Given problem:
Copy the following lines word for word, without any changes.

_ _ _

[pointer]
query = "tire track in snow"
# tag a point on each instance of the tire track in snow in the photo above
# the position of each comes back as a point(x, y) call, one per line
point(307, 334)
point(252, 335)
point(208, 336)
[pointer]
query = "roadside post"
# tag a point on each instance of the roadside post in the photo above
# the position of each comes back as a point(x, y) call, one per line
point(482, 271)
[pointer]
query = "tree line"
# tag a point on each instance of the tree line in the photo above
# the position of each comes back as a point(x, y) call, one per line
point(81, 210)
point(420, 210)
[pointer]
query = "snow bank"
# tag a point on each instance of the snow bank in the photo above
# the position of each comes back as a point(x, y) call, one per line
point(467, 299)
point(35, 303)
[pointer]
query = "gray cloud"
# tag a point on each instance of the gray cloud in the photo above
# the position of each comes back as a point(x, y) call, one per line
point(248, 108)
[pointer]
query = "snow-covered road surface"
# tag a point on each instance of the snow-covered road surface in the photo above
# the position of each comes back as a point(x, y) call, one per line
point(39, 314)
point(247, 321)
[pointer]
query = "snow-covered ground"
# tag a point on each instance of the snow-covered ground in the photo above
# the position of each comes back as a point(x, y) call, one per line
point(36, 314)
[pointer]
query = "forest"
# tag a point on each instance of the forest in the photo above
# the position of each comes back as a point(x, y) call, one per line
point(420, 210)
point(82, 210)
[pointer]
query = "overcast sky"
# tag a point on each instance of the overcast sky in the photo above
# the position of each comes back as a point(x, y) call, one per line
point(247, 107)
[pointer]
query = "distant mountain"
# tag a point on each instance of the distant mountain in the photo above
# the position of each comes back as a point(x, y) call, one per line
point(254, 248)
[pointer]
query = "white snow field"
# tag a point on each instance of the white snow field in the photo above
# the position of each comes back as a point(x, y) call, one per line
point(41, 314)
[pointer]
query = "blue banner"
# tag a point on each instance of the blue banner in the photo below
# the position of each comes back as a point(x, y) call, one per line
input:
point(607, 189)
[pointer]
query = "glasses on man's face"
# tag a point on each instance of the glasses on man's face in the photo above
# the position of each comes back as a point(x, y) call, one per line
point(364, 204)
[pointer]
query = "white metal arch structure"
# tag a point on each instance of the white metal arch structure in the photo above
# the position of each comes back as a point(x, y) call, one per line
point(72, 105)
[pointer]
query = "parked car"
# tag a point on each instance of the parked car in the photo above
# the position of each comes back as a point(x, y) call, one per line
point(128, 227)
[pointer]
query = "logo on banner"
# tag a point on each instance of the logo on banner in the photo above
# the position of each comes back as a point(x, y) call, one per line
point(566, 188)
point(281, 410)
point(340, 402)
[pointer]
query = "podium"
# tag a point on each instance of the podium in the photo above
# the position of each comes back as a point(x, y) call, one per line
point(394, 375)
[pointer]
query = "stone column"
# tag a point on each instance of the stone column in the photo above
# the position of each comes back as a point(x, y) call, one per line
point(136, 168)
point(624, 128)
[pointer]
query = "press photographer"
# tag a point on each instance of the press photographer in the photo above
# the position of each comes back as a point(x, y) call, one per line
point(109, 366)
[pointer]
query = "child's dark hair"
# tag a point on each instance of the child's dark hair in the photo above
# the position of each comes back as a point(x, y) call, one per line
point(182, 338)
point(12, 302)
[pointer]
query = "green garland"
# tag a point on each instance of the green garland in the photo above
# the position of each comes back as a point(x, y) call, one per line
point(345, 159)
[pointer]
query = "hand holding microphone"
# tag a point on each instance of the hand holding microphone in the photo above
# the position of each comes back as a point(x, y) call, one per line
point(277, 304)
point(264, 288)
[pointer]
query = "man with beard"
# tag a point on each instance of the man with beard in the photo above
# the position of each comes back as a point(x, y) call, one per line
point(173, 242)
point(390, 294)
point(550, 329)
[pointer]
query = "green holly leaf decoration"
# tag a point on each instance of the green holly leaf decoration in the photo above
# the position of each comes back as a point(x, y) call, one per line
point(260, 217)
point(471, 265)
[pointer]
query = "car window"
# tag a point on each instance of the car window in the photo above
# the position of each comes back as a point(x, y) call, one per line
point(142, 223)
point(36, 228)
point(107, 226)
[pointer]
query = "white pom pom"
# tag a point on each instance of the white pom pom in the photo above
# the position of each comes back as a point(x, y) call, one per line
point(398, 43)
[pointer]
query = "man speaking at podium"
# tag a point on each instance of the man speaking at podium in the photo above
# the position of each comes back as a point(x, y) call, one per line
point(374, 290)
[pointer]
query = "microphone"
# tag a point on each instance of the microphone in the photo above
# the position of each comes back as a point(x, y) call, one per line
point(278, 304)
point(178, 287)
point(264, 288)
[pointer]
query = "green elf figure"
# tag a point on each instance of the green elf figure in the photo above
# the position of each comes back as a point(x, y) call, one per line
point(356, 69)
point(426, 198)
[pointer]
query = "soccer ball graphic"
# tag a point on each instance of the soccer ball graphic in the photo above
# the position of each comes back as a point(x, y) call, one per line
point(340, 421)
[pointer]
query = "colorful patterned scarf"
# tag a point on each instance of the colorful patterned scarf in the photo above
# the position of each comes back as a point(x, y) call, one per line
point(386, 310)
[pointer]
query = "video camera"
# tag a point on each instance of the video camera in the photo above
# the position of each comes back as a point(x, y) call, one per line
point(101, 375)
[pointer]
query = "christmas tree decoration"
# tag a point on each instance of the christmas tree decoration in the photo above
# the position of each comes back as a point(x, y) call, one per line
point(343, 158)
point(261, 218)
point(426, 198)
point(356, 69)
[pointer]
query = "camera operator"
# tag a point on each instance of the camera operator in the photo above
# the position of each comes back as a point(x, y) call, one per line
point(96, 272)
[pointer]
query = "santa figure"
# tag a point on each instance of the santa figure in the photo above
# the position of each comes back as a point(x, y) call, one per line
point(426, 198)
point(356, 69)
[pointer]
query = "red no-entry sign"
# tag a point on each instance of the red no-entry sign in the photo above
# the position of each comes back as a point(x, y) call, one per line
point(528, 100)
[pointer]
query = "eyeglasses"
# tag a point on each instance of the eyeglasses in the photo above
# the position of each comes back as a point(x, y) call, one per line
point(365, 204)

_ _ _

Answer below:
[pointer]
query = "tire track in snow"
# tag a point on each instance of the tire track in snow in the photo above
# the position of each comes back as a point(x, y) call, one per line
point(307, 334)
point(252, 335)
point(208, 336)
[pointer]
query = "roadside post"
# tag a point on each instance of the roadside post in the photo above
# the position of each comes back as a point(x, y) call, one per line
point(482, 271)
[pointer]
query = "tree line"
# tag a point on each instance of the tree line in the photo above
# the position of each comes back as a point(x, y) call, one per line
point(81, 210)
point(420, 210)
[pointer]
query = "snow bank"
# tag a point on each instance of the snow bank in the photo above
# the position of each comes back as a point(x, y) call, one per line
point(467, 299)
point(35, 303)
[pointer]
query = "gray cloud"
# tag a point on each instance of the gray cloud in the photo above
# the position of each comes back as a point(x, y) call, one per line
point(248, 108)
[pointer]
query = "snow-covered road surface"
# tag a point on each instance of the snow-covered road surface in the photo above
# the position of each comes back as a point(x, y) call, one per line
point(39, 314)
point(247, 321)
[pointer]
query = "snow-covered ground"
# tag a point on each instance of the snow-covered ground in the photo above
# the position of each comes back as a point(x, y) call, one per line
point(36, 314)
[pointer]
query = "forest"
# tag a point on each instance of the forest in the photo above
# the position of each comes back as a point(x, y) call, one per line
point(420, 210)
point(82, 210)
[pointer]
query = "overcast sky"
# tag a point on each instance of the overcast sky in the photo above
# the position of each comes back as a point(x, y) call, one per line
point(247, 107)
[pointer]
query = "distant mountain"
# tag a point on each instance of the distant mountain in the photo above
# the position of each comes back as a point(x, y) call, one per line
point(254, 248)
[pointer]
query = "white snow field"
# tag a point on each instance of the white snow field in the photo above
# the position of each comes back as a point(x, y) call, one per line
point(41, 314)
[pointer]
query = "blue banner"
# tag a point on each instance of the blue banner in the photo below
# the position of each comes back as a point(x, y) call, one per line
input:
point(607, 189)
[pointer]
query = "glasses on man's face"
# tag a point on each instance of the glasses on man's face in the photo above
# the position of each comes back as a point(x, y) call, one per line
point(364, 204)
[pointer]
query = "white metal arch structure"
# tag a point on each instance of the white metal arch structure in the photo above
# the position of each comes back as a point(x, y) call, one per line
point(72, 105)
[pointer]
query = "parked car"
# tag a point on each instance of the parked car in the photo above
# the position of each comes back as a point(x, y) call, one per line
point(128, 227)
[pointer]
query = "logo on banner"
# tag a point on each instance of the logo on banner in the photo above
# the position of each comes back as a point(x, y) call, one per line
point(566, 188)
point(281, 410)
point(340, 402)
[pointer]
query = "podium"
# tag a point on each instance of the podium in the photo above
# the position of each comes back as a point(x, y) call, one per line
point(394, 375)
[pointer]
query = "stone column"
# tag a point on each instance of the stone column in the photo above
# the position of each comes back as a point(x, y) call, one per line
point(136, 168)
point(624, 128)
[pointer]
query = "press photographer"
# tag a point on each instance of the press photographer in the photo above
# the position of each comes back as a point(x, y) call, one per line
point(109, 366)
[pointer]
query = "child's dark hair"
# tag a point on each instance of the child's dark hair in the photo above
# the position of each comes back as a point(x, y) call, one per line
point(182, 338)
point(12, 302)
[pointer]
query = "green garland"
# tag a point on each instance of the green garland in the photo above
# the position of each comes back as a point(x, y) call, one per line
point(345, 159)
[pointer]
query = "hand holding microphone"
# tag a point on each instance of the hand holding microphone in the photo above
# the position of each comes back as a point(x, y) call, one per line
point(277, 304)
point(264, 288)
[pointer]
query = "man with beard"
# tag a point on each instance of the man with beard in the photo above
# the position of each comes back as a point(x, y) call, one per line
point(173, 242)
point(390, 294)
point(550, 329)
[pointer]
query = "green holly leaf decoration"
# tag a point on each instance of the green holly leaf decoration in the photo above
# the position of each comes back as a point(x, y) call, one per line
point(260, 217)
point(471, 265)
[pointer]
query = "car window"
# tag a point on each instance of the car window in the photo above
# the position of each comes back as a point(x, y) call, one per line
point(142, 223)
point(36, 228)
point(107, 226)
[pointer]
query = "white pom pom"
# tag a point on each instance of the white pom pom in the photo above
# the position of each comes back as a point(x, y) call, one per line
point(398, 43)
[pointer]
query = "man speaking at podium"
# tag a point on each instance of the man speaking at podium in the photo above
# the position of each comes back as a point(x, y) call, one per line
point(374, 290)
[pointer]
query = "microphone"
# tag a point on each instance of the microphone in the photo above
# the position of each comes back as a point(x, y) call, one per line
point(278, 304)
point(178, 287)
point(264, 288)
[pointer]
query = "green elf figure"
# tag a point on each instance of the green elf figure in the photo above
# the position of each comes back as a point(x, y) call, one per line
point(356, 69)
point(426, 198)
[pointer]
query = "soccer ball graphic"
# tag a point on each instance of the soccer ball graphic in the photo above
# the position of each comes back as a point(x, y) call, one per line
point(340, 421)
[pointer]
query = "colorful patterned scarf"
# tag a point on each instance of the colorful patterned scarf in the photo above
# the position of each comes back as a point(x, y) call, one per line
point(386, 310)
[pointer]
query = "video camera"
# tag a point on each instance of the video camera in the photo above
# the position of each comes back as a point(x, y) call, one per line
point(101, 375)
[pointer]
query = "christmas tree decoration"
# tag a point on each instance of the christmas tree decoration in the photo above
# the position of each comes back as a point(x, y) call, one per line
point(343, 158)
point(261, 218)
point(426, 198)
point(356, 69)
[pointer]
query = "camera operator"
# tag a point on each instance of the camera operator in the photo above
# the position of each comes back as a point(x, y) call, one per line
point(96, 272)
[pointer]
query = "santa figure"
# tag a point on each instance of the santa figure in the photo above
# the position of each comes back as a point(x, y) call, one per line
point(426, 198)
point(356, 69)
[pointer]
query = "red no-entry sign"
# tag a point on each instance of the red no-entry sign in the photo above
# the position of each comes back as a point(x, y) call, one per line
point(528, 100)
[pointer]
query = "eyeglasses"
# tag a point on each instance of the eyeglasses in the photo above
# the position of each comes back as a point(x, y) call, one per line
point(365, 204)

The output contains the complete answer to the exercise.